▶ [Aim of the task] Find "point: sign board" in the data below; transcribe the line it appears on and each line after it, exactly, to the end, and nothing else.

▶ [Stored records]
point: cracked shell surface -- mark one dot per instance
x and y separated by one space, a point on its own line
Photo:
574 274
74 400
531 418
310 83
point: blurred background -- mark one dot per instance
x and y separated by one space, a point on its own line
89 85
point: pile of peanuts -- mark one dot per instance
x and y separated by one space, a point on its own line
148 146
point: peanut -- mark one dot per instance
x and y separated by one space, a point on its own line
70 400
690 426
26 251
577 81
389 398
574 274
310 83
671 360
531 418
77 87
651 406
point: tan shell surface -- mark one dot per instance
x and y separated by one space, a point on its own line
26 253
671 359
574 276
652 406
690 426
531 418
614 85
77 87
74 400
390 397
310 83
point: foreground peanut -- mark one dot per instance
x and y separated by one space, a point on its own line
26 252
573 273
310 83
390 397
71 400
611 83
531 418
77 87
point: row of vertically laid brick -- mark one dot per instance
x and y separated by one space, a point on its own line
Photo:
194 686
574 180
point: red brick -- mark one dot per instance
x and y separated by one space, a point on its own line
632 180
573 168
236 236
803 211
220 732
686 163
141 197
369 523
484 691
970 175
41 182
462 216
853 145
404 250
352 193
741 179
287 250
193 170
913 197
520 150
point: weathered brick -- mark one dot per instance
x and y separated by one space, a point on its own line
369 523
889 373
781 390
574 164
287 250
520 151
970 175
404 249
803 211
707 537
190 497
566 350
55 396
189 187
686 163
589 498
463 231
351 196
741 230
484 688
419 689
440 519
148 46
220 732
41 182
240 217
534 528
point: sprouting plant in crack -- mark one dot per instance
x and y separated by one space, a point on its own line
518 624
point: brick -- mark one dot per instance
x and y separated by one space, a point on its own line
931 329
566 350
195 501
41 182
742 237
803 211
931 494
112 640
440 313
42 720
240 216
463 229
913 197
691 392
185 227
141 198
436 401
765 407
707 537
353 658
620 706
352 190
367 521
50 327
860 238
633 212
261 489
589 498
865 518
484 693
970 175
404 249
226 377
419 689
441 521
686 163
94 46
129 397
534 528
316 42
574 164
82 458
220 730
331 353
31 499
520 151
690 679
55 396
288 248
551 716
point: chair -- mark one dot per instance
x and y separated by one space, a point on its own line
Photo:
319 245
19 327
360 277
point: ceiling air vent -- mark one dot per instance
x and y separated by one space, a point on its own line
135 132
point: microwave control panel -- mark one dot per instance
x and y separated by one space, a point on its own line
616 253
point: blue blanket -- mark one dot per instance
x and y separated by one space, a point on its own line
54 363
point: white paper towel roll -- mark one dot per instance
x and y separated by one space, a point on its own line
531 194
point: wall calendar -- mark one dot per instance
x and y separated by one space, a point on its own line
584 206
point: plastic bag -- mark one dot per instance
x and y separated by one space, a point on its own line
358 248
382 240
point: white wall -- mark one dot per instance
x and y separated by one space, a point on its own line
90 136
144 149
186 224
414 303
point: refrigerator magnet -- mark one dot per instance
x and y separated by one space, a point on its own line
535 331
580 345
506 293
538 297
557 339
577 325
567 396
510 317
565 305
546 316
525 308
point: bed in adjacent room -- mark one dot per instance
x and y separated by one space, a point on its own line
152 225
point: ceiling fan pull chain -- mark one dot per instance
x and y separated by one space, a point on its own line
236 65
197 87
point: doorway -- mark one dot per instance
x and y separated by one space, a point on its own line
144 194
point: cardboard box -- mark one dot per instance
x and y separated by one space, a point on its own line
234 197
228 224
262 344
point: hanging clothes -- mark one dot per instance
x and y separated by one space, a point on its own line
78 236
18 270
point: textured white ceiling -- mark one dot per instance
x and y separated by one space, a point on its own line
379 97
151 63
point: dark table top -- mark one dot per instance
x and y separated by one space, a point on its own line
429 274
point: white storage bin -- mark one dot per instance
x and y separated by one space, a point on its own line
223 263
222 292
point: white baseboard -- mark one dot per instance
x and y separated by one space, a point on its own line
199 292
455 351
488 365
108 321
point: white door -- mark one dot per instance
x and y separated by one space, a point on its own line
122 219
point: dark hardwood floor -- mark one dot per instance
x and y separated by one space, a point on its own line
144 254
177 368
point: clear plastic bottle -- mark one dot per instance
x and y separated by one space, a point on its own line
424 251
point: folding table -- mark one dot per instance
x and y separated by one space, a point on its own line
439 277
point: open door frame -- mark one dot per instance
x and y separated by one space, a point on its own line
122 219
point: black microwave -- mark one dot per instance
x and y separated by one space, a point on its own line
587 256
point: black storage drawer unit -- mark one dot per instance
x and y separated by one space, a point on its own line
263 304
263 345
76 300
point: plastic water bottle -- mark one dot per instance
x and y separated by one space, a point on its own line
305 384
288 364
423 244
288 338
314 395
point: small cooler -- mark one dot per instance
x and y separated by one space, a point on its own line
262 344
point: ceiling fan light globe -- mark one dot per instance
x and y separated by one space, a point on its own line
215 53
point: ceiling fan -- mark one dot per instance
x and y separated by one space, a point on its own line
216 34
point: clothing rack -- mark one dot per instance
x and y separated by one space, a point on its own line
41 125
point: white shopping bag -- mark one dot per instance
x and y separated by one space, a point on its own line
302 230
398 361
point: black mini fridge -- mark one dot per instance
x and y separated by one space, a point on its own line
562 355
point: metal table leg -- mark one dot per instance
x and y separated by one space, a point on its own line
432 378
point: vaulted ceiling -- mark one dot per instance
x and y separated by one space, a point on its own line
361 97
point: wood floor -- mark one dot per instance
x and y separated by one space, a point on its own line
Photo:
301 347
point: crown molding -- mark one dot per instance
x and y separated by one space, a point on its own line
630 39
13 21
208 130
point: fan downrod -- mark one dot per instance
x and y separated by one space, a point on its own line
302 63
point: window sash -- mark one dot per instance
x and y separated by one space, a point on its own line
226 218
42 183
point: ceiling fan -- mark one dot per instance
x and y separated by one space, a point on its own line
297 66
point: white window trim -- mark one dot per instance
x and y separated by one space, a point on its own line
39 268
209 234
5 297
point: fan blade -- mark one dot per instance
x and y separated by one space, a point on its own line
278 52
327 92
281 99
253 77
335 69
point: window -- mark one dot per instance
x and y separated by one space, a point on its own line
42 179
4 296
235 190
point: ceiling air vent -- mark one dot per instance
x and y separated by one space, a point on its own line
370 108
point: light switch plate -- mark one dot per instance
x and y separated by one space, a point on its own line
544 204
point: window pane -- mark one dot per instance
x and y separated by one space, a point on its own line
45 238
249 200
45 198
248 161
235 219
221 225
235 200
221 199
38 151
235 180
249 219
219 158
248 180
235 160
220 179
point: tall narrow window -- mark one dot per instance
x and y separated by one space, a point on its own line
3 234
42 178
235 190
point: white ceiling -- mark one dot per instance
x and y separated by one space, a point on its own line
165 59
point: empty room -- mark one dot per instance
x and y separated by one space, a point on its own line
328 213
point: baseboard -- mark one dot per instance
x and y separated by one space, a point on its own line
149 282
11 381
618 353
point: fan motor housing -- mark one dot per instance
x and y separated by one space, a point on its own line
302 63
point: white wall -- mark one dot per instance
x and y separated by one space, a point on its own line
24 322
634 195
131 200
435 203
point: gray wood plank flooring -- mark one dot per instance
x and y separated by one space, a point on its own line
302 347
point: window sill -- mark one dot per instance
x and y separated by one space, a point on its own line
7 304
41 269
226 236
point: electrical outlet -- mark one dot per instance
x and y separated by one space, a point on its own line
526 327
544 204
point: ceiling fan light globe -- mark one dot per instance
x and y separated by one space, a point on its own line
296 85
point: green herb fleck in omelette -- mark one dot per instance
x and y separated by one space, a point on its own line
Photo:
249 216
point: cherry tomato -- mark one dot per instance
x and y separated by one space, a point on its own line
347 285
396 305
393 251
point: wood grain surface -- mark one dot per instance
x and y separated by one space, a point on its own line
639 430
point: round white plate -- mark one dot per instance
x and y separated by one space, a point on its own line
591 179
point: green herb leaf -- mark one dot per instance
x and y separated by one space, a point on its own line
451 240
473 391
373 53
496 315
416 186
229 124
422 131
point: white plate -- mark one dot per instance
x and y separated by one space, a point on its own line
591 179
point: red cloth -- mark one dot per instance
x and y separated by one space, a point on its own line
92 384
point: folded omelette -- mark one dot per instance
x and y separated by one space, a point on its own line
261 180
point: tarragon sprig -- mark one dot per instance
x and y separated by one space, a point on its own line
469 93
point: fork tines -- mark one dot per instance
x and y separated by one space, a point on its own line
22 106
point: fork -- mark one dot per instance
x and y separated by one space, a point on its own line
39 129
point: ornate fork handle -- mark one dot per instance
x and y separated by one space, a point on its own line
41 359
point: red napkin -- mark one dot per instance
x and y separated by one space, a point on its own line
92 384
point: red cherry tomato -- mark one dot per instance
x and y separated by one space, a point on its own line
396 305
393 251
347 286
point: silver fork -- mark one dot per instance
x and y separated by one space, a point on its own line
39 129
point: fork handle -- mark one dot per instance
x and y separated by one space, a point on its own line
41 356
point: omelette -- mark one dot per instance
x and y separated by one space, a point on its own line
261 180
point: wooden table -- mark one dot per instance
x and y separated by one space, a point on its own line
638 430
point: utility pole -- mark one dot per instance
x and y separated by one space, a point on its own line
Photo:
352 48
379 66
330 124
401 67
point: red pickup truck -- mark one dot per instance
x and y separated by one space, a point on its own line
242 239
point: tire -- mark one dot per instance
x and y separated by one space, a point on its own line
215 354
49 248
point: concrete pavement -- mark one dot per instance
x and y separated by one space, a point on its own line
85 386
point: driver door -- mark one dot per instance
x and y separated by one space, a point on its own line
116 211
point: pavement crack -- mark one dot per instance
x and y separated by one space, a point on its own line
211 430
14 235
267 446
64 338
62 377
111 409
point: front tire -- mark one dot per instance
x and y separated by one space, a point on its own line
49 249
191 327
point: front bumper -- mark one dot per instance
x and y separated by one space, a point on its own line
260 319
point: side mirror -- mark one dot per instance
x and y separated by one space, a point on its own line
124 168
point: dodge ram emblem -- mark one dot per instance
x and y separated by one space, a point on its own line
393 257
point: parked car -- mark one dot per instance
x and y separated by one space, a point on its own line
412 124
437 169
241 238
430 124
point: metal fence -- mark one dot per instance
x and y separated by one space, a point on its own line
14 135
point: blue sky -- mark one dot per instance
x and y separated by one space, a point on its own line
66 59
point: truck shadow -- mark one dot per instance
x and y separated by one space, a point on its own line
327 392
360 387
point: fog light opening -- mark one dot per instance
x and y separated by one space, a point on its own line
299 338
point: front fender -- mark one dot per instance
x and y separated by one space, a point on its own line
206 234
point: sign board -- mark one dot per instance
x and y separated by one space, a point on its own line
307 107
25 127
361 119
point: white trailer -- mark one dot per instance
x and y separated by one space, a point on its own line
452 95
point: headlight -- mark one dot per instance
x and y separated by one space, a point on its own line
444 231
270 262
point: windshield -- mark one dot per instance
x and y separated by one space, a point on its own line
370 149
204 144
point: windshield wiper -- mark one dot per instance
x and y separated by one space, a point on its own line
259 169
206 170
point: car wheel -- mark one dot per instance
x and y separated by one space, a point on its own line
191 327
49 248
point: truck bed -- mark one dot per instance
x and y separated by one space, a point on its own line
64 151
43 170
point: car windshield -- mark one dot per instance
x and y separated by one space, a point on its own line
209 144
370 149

▶ [Solution]
point: sign board -- mark one dot per instance
x and y separated by one space, a point on its own line
307 107
25 127
361 119
point: white trailer -- mark one dot per instance
x and y separated by one space, a point on its own line
452 95
point: headlight -- mark one dot per instance
x and y separated by one space, a point on its own line
444 231
270 262
point: windshield -- mark one dot per instance
x and y separated by one space, a point on its own line
370 149
204 144
point: windshield wiper -- mark one dot per instance
x and y separated by one space, a point on its own line
259 169
206 170
point: car wheel -- mark one dot per instance
x and y separated by one space, a point on its own line
191 327
49 248
point: truck bed -- mark one dot per instance
x and y separated by one space, a point on its own line
64 151
43 170
point: car windshield -- mark one dot per instance
x and y separated by one space, a point on its own line
209 144
370 149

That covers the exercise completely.